- **What to produce**: Would you transcribe all of the data exactly, down to the last character?

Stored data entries
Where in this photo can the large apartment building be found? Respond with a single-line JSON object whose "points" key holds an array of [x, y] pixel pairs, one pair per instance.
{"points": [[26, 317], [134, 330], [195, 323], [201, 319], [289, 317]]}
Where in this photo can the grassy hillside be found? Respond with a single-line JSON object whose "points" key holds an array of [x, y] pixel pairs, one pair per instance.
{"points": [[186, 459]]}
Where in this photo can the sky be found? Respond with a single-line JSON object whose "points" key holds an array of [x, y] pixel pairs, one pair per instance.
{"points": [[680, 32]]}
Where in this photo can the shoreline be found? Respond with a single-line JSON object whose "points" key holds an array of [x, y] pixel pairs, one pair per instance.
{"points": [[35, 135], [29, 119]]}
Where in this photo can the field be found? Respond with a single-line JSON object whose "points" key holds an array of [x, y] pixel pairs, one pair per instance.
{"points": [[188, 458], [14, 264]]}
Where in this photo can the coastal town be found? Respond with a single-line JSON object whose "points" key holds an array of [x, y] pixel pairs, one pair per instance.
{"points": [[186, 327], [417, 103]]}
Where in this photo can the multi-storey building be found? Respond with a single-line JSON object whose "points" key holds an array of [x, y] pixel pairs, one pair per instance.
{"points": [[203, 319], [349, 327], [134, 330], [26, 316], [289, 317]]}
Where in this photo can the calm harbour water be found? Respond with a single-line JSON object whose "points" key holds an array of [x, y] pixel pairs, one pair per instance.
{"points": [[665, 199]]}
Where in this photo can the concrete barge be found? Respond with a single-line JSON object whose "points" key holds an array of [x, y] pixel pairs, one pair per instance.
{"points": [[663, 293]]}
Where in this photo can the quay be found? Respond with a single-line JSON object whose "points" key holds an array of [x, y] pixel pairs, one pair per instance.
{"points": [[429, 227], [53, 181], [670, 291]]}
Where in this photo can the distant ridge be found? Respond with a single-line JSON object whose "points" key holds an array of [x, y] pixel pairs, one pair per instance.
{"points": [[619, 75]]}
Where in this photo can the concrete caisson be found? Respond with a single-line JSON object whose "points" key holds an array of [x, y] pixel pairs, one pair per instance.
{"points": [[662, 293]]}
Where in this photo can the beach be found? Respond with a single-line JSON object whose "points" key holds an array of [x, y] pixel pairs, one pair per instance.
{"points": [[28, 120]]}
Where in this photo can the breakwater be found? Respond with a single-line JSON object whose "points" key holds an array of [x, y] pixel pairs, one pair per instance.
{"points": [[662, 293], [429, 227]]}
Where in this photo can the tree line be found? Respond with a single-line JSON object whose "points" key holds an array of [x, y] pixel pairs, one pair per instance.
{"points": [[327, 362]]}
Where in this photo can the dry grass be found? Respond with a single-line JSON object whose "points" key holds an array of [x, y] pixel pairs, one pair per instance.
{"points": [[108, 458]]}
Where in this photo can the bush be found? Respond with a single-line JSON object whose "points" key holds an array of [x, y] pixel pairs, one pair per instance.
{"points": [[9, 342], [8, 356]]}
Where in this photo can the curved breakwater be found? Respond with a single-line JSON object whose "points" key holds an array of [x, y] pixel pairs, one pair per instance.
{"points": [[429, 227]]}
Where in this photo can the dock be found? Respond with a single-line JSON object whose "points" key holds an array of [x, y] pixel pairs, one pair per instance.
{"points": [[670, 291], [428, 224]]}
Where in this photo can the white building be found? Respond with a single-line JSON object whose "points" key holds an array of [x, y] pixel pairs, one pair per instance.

- **Written solution**:
Where in this photo can the large apartment building be found? Respond with a single-line JSON object whose "points" key holds an array of [x, y] pixel pairs, one pair per instance.
{"points": [[26, 317], [134, 330], [195, 323], [201, 319], [289, 317]]}
Where in this photo can the grassy hillside be found? Respond with a single-line JSON object whose "points" key holds an array of [x, y] pixel pairs, one pair per instance.
{"points": [[186, 459]]}
Where in this photo can the sky be found? Respond with a single-line JSON object whose "points" key holds an array of [x, y] pixel pairs, one pair per instance.
{"points": [[680, 32]]}
Where in this photo can the shoreline be found? Respond with a single-line JSON object whose "points" key holds an array of [x, y] pixel pairs, one pair per instance.
{"points": [[35, 135], [29, 119]]}
Where in this photo can the field be found? Respond with a single-line JSON object whose "points" key holds an array of [x, y] pixel pairs, one pair per instance.
{"points": [[188, 458], [14, 264]]}
Where in this photo can the coastal town be found? Respond with a single-line JSON object whose "points" key holds an array of [x, y] pixel pairs, one pair per instance.
{"points": [[186, 327], [417, 103]]}
Where in this photo can the multi-storey building be found? Respond with a single-line JSON object whose "points" key holds an array of [x, y] pixel pairs, one pair per instance.
{"points": [[203, 319], [349, 327], [134, 330], [26, 316], [289, 317]]}
Where in this photo can the calm harbour water be found? Respond with a single-line JSON object whose "points" key holds an array of [x, y] pixel pairs, one pair per instance.
{"points": [[665, 199]]}
Where in this photo can the concrete barge be found? Respond with a single-line JSON object whose "points" key holds an array of [x, y] pixel pairs, one pair per instance.
{"points": [[663, 293]]}
Where in this photo can the quay be found? Respond with a single-line JSON object whose "points" key holds an array of [x, y] pixel pairs, one pair per instance.
{"points": [[429, 227], [53, 181], [670, 291]]}
Where in this photo can the distant ridge be found? Respond with a single-line JSON object whose "points" key holds an array of [x, y] pixel pairs, one pair per instance.
{"points": [[619, 75]]}
Where in this photo can the concrete caisson be found? Respond with a single-line JSON object whose "points" key holds an array of [x, y] pixel pairs, one pair per instance.
{"points": [[662, 293]]}
Where in this photo can the beach be found? Respond with a single-line JSON object whose "points" key holds an array of [x, y] pixel pairs, one pair per instance.
{"points": [[28, 120]]}
Where in this photo can the breakwater be found? Respond with a single-line JSON object whose "points" key holds an array of [x, y] pixel pairs, one pair per instance.
{"points": [[662, 293], [429, 227]]}
Where in this photo can the tree line be found? Respond with a single-line JSON object whose "points" key holds an array of [x, y] pixel pairs, one pair per instance.
{"points": [[327, 362]]}
Where in this photo can the dry grass be found? Respond with a single-line JSON object whose "points" key holds an array of [x, y] pixel pairs, one pair per instance.
{"points": [[108, 458]]}
Where in this photo can the bush be found? Respond with a single-line JSON object whose "points" key holds an array of [x, y] pixel pairs, one pair per instance.
{"points": [[9, 342], [8, 356]]}
Where in this photo can the curved breakwater be found? Respond with a single-line JSON object whose "points" key holds an array of [x, y] pixel pairs, one pair per instance.
{"points": [[429, 227]]}
Where in this photo can the dock be found? Respond with a single-line JSON object whose "points" key holds an array of [x, y] pixel pairs, one pair per instance.
{"points": [[670, 291], [428, 224]]}
Where in this photo can the white building be found? Respond with a single-line JSON object whose "points" key holds an array of [x, y] pixel pairs, one pair per instance.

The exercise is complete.